**TASK TO COMPLETE:**
Give a verbatim repeat of the lines that run from the line containing "bush and return bounding boxes." to the end of the data below.
═══ SOURCE DATA ═══
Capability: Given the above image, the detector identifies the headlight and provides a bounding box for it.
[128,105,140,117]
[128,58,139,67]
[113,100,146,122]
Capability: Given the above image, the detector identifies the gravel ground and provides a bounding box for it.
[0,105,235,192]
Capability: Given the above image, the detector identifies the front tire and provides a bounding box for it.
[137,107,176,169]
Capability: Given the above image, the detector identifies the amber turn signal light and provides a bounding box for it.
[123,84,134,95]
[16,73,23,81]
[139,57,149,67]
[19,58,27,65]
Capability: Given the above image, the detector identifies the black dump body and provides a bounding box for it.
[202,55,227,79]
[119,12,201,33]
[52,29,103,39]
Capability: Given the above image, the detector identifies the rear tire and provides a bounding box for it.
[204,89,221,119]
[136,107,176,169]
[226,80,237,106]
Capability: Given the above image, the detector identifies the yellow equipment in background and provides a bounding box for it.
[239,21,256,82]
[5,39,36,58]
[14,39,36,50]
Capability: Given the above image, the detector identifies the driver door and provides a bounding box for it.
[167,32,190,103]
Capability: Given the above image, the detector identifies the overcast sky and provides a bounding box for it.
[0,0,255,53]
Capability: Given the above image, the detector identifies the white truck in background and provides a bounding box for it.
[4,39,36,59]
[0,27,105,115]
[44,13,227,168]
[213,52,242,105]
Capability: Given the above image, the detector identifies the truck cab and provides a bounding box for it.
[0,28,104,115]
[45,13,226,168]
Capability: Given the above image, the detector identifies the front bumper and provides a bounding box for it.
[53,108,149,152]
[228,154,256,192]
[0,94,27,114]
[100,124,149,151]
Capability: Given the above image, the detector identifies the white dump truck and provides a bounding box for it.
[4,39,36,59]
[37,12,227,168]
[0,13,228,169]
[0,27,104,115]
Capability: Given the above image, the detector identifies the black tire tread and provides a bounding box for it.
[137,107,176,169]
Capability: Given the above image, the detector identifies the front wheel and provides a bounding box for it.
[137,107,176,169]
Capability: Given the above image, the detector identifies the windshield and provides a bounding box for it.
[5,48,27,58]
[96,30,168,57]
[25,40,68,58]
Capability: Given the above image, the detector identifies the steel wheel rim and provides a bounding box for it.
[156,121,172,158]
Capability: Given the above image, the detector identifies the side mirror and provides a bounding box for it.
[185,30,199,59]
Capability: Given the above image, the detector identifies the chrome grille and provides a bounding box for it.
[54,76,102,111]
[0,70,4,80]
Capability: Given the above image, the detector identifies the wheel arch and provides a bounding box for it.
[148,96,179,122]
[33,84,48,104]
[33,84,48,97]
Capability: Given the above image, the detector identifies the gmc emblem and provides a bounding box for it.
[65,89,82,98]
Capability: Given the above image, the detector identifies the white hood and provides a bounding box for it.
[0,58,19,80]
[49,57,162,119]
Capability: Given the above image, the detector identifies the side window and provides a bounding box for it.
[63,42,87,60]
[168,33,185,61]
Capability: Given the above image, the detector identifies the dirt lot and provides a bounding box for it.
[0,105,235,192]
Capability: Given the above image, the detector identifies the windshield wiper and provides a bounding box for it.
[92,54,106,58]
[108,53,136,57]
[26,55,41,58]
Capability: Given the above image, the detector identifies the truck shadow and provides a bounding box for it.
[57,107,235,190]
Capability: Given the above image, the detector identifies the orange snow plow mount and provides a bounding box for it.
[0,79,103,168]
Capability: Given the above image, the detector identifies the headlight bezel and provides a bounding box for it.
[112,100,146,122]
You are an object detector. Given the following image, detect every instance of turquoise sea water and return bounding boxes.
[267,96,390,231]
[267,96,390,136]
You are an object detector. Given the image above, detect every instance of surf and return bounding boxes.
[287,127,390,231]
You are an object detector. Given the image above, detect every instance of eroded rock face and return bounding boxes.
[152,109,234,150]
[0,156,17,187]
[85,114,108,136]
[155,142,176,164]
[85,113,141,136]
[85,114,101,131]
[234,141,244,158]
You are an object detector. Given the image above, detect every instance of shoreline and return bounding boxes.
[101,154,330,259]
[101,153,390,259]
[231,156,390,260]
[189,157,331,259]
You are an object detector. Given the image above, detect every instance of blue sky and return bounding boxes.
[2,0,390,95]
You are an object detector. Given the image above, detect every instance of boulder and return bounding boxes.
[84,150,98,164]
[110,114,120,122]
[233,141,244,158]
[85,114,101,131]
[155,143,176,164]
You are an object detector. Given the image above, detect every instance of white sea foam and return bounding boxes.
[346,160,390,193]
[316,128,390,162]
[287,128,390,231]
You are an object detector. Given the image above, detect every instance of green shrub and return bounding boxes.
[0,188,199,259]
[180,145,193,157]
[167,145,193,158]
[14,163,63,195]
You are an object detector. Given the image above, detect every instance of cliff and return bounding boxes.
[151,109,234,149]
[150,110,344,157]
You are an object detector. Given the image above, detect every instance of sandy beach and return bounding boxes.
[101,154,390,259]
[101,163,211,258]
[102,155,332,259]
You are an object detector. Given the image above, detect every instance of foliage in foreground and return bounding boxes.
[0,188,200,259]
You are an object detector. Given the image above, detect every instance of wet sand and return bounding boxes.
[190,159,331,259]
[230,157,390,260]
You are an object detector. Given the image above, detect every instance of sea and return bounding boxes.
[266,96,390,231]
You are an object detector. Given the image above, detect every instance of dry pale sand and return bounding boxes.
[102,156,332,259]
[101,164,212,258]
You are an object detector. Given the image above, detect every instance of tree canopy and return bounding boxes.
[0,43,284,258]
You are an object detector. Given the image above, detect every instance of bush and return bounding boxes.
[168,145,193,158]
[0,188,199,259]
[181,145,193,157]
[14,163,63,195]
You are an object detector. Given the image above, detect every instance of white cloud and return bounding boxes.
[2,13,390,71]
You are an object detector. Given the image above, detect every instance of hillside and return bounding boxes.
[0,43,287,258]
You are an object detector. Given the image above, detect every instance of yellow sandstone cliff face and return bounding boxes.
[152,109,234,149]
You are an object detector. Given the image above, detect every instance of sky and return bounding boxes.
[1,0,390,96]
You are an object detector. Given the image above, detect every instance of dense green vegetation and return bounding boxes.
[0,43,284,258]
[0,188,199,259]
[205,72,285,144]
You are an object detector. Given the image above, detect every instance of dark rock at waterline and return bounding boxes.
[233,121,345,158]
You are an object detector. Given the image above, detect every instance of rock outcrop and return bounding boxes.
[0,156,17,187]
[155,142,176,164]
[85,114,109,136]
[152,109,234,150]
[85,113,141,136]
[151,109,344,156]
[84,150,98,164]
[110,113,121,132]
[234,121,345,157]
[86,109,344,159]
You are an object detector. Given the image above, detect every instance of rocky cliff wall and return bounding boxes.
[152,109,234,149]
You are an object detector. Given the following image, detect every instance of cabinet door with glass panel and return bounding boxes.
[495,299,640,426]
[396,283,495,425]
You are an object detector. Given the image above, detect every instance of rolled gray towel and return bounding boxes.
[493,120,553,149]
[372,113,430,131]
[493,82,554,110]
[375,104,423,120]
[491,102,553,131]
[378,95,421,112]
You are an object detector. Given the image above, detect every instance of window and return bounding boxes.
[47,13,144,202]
═══
**SOLUTION TO THE PROBLEM:**
You are an object detector. Given the image above, detect every instance of bush and return bounding boxes.
[168,145,193,158]
[0,188,199,259]
[181,145,193,157]
[14,163,63,195]
You are an object detector. Given the image above, detect every instance of white cloud and return bounding boxes.
[2,13,390,71]
You are an object detector. Given the image above, detect every instance of hillside and return bounding boxes.
[0,43,287,258]
You are an object detector. Given the image above, detect every instance of yellow sandstone cliff face and return bounding boxes.
[152,109,234,149]
You are an object detector. Given the image above, detect every instance of sky and return bounding boxes.
[1,0,390,96]
You are an object detector. Given the image above, detect every instance of dense green vegetation and return bounding boxes.
[0,43,284,258]
[0,188,199,259]
[205,72,285,144]
You are an object detector. Given the image above, detect every instance of dark rock at waterline and return bounding boxes.
[233,121,345,158]
You are an object detector. Given the image above, detect every instance of rock outcrop and return bounding boxes.
[0,156,17,187]
[155,142,176,164]
[85,114,109,136]
[152,109,234,150]
[85,113,141,136]
[151,109,344,156]
[84,150,98,164]
[110,113,121,132]
[234,121,345,157]
[86,109,344,159]
You are an object detector. Given the image above, detect every instance of rocky cliff wall and return bounding boxes.
[152,109,234,149]
You are an object detector. Given the following image, detect every instance of cabinet door with glass panel and return bounding boxes.
[495,299,640,426]
[396,283,495,425]
You are an object detector. Given the image above, detect every instance of rolled gray towel and return bounding boxes.
[493,120,553,149]
[372,113,430,131]
[493,82,554,110]
[375,104,423,120]
[491,102,553,131]
[378,95,421,112]
You are an object detector. Given the image above, detect every instance of window and return bounding boxes.
[47,13,144,202]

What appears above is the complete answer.